TASK OBJECTIVE »
Exact transcription with no images: write out all of the entries below.

··········

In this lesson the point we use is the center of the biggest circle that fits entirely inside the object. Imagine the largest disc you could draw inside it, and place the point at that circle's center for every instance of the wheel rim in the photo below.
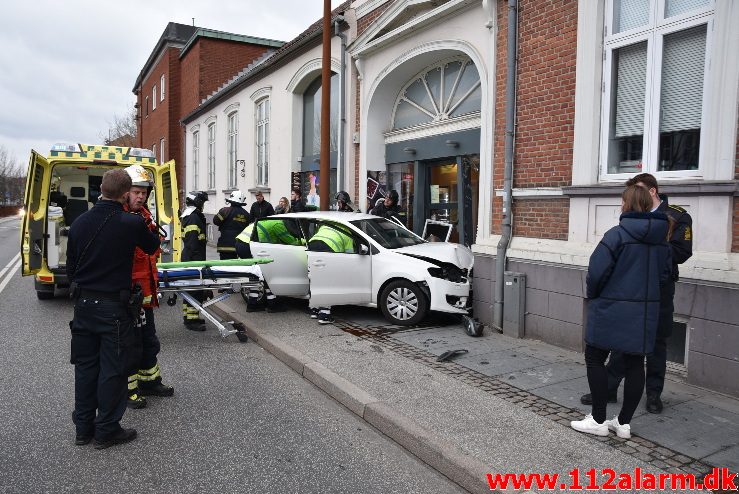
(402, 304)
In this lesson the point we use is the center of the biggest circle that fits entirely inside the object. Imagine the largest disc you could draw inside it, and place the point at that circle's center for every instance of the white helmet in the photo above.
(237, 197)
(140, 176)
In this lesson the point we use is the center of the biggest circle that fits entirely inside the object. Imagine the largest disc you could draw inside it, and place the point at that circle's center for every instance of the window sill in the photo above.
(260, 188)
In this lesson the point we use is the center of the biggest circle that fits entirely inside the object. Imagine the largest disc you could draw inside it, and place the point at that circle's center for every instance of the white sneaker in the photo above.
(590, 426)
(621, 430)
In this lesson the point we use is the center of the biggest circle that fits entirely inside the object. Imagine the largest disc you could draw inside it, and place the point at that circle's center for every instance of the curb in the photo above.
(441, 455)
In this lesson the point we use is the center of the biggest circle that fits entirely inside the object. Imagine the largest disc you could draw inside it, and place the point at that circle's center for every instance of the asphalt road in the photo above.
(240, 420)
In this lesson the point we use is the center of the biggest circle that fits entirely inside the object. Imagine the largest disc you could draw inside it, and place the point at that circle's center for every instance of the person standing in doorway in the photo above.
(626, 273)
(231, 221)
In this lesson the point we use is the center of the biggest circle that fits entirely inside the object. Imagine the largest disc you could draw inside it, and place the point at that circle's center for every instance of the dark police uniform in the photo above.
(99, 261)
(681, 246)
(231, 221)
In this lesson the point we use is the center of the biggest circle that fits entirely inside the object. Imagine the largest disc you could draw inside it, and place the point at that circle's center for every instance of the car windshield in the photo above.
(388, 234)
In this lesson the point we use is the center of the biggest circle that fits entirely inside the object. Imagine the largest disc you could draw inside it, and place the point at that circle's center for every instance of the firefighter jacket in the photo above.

··········

PROBLEM SOLUTION »
In this lesson the point we use is the center of the biggest circle that fits entirely inside the object. Imagine the largest disc you could draw inside it, and place the point at that circle's center for every instance of the wheel rim in the photo below.
(402, 304)
In this lesson the point we use is the center of the biggest circle that fits entirely inside the object. Imagine the largest disc you could draw inside it, and place the point at that circle's center for every instance of the white helmet in the photo above.
(237, 197)
(140, 176)
In this lesson the point we use is the center of the biggest circle that fits entirely inside the object. Imagine the largest disc you could draw inside it, and place the point at that circle's center for every instance of the window sill in the photo above.
(260, 188)
In this lesson the point we use is the center of the biggest circle that fits entirely inside the object. Imagine the largest disc you could draw inside it, and place the point at that circle's center for every instance of the white sneaker in the photo above.
(590, 426)
(621, 430)
In this lesson the point we use is the center of the biggest circle that fits entirely inside the object. Imagine the largest disc you could draw inside it, and place the point at that circle's center for every instance of the curb in the photo above.
(441, 455)
In this lesson the point we use is the center of the biggest circle that fits entirely inside the object. Imagine the largest disc you could draw inside it, and place the point at that circle's center for every instance of the asphalt road in the photo above.
(240, 420)
In this lesson the point we use is the center of the biggest circle that fits entirely inside the object. Imagine the largest disc you could draw inside it, and place the point at that circle's center for every instance of the person standing in doorway in the photo above.
(626, 273)
(231, 221)
In this lesson the point we use is the center of the biggest circle that fits entirely inside the object. Imagine the largest disc you could draw inside it, and place the point at that circle's center for every instance of the dark police uniform in the photo above.
(99, 261)
(681, 246)
(231, 221)
In this lesson the point we use is the center of the biggest circle that fits entirely inside the object. Imagine the largest disc you could draw inside it, and place the point at that circle's center for every instance of the car windshield in the photo above.
(388, 234)
In this lesson the point we use is the center of the biggest circle that fits entirely inside the object. Imagine the largest disc you could draw inside it, and place the point at that circle's center for every instance of the firefighter jacket in the photo above.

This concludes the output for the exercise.